DESCRIPTION OF THE TASK
Render every line of the entries below as a numbered list, skipping blank lines and leaving out the pictures.

DATA
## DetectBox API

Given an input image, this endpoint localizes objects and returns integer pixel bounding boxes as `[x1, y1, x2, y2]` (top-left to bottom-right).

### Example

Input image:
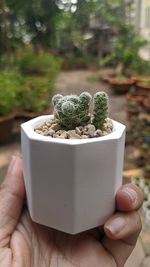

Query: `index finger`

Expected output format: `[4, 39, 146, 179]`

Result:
[116, 184, 143, 212]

RESPONSE TO THIS TASK
1. ## DetectBox API
2. Given an input image, this endpoint localizes objects and returns integer pixel bounding boxes as `[x1, y1, x2, y2]` (top-left to bottom-right).
3. ### Example
4. Input image:
5. Query: `index finger`
6. Expected output format: `[4, 39, 146, 179]`
7. Result:
8. [116, 184, 143, 212]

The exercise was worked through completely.